Goal: Pull out every line in the entries below that contains the word "dark" and copy each one in full. Case counts when matching.

[Part of a data file]
....

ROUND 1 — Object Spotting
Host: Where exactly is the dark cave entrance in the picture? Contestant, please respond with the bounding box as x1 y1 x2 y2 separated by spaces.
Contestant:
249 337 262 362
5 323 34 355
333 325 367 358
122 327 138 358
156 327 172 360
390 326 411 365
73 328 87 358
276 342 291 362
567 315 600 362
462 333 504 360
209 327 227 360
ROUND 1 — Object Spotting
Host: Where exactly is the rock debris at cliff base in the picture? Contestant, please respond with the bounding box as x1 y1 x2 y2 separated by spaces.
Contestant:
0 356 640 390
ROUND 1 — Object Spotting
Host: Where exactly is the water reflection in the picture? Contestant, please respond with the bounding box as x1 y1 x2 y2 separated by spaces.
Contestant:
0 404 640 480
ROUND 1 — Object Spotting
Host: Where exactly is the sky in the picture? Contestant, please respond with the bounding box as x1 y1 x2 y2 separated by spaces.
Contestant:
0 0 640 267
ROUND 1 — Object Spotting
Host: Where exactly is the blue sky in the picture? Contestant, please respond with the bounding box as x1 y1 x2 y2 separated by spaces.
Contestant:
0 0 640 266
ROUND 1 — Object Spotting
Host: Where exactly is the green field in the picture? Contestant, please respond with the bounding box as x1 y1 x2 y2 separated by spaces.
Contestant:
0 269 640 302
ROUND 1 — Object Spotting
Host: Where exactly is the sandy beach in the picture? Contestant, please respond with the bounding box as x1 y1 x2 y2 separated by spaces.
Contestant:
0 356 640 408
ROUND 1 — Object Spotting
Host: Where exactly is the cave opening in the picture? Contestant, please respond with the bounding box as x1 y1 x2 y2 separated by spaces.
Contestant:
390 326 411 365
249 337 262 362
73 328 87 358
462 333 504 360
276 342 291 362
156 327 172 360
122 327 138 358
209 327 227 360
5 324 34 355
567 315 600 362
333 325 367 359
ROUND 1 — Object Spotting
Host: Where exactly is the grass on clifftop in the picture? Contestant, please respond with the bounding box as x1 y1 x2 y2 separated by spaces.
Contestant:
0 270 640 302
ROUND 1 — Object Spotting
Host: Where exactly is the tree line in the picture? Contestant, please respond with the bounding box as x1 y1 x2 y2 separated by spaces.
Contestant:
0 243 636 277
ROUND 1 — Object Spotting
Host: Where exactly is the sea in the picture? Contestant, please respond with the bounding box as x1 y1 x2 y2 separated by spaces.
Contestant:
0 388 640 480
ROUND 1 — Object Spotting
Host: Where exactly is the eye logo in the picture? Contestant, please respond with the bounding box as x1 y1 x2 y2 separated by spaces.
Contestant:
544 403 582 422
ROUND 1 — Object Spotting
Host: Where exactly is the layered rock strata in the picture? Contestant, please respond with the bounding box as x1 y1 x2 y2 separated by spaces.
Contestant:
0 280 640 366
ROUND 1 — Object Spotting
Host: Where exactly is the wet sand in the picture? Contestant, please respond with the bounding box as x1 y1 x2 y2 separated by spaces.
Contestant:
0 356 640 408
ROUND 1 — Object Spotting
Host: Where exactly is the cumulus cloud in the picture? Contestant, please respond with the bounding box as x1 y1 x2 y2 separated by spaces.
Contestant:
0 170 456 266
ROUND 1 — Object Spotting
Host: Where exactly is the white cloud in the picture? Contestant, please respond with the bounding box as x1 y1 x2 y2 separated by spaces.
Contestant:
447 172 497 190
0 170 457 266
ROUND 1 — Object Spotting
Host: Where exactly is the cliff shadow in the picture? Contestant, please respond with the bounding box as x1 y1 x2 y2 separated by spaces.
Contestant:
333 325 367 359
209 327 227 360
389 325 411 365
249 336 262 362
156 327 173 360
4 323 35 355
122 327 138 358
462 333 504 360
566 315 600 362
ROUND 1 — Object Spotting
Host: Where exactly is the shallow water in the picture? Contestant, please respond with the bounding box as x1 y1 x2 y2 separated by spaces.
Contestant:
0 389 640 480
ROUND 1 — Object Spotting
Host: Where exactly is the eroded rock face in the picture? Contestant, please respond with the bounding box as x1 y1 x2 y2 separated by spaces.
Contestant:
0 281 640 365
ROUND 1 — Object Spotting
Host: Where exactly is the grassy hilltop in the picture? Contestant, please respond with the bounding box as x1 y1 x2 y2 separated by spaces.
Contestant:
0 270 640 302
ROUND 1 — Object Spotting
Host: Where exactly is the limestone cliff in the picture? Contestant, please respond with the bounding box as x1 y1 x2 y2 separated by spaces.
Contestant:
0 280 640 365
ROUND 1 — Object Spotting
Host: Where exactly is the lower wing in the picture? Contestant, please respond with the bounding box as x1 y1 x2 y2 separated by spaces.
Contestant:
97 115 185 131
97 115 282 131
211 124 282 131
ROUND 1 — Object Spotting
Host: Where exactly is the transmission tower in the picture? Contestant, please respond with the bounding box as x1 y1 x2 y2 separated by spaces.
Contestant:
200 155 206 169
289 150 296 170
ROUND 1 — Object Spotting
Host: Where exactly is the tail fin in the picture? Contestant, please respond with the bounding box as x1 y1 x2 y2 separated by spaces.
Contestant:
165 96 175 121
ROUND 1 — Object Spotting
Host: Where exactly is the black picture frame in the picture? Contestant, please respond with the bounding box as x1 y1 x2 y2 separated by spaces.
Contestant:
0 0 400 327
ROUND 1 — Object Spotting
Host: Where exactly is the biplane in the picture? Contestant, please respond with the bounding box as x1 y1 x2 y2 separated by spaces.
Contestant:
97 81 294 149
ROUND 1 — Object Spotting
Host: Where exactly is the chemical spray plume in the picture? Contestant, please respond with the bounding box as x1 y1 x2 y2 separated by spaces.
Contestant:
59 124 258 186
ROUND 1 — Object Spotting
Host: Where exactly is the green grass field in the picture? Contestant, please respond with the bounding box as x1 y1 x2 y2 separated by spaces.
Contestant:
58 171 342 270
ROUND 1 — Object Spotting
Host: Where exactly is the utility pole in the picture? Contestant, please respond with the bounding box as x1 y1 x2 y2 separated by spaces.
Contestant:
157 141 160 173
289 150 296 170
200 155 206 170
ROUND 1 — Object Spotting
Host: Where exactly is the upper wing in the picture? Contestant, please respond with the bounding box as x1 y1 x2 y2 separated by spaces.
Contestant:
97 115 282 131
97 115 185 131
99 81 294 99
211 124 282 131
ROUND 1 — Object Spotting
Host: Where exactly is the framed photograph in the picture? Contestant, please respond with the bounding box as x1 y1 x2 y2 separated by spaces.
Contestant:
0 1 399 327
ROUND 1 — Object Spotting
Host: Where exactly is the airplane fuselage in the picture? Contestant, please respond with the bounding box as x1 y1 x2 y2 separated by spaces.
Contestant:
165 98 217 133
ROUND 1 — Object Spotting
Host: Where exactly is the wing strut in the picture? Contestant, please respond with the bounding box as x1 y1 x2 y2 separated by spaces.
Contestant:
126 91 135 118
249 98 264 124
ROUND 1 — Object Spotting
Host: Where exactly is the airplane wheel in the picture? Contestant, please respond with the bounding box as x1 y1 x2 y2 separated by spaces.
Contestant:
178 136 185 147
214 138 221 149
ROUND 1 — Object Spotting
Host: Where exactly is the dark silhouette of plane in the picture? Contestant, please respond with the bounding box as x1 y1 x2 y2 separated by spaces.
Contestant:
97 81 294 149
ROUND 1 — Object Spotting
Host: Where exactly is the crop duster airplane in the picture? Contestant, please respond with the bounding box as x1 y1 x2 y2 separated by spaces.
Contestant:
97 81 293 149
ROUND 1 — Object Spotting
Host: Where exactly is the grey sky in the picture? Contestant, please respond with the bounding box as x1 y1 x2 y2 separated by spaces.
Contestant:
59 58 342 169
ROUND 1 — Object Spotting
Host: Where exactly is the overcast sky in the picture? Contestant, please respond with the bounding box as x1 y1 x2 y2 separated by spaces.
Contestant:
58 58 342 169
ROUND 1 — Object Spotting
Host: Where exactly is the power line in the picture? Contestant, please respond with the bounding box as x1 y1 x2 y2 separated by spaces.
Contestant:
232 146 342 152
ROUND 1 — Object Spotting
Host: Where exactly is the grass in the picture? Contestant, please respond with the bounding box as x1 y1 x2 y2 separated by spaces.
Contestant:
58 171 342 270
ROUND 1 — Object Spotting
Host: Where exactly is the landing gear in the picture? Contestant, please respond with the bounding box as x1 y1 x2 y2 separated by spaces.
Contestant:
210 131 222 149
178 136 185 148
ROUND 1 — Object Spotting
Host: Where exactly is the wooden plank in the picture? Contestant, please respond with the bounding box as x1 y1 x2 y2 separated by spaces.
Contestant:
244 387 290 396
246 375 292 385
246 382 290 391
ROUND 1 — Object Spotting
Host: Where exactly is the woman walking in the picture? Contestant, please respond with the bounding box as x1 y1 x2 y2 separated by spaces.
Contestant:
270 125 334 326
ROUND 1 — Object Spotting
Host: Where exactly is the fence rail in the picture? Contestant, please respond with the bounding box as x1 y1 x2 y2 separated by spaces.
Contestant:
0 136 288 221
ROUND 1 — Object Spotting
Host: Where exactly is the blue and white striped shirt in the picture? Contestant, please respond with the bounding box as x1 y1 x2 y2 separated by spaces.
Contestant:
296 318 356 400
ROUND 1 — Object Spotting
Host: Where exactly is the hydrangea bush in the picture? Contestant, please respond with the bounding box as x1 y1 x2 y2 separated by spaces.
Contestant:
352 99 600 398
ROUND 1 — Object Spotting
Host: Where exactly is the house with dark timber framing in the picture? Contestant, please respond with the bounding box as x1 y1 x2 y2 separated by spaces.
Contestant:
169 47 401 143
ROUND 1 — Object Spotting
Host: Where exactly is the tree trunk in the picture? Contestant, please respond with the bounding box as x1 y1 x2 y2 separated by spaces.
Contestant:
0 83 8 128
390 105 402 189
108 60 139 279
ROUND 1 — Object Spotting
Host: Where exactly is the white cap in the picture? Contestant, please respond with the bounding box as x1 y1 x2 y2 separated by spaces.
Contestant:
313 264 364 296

....

Solution for this task:
Host: Where exactly is the dark cave entrance in the picture? Contestant, please respond with the bounding box as x1 y1 x2 y2 separated by spaces.
Host: Where exactly is the dark silhouette of plane in the picture? Contestant, please respond with the bounding box as x1 y1 x2 y2 separated by spaces.
Host: Where exactly is the house with dark timber framing in the picture? Contestant, please respond with the bounding box as x1 y1 x2 y2 separated by spaces.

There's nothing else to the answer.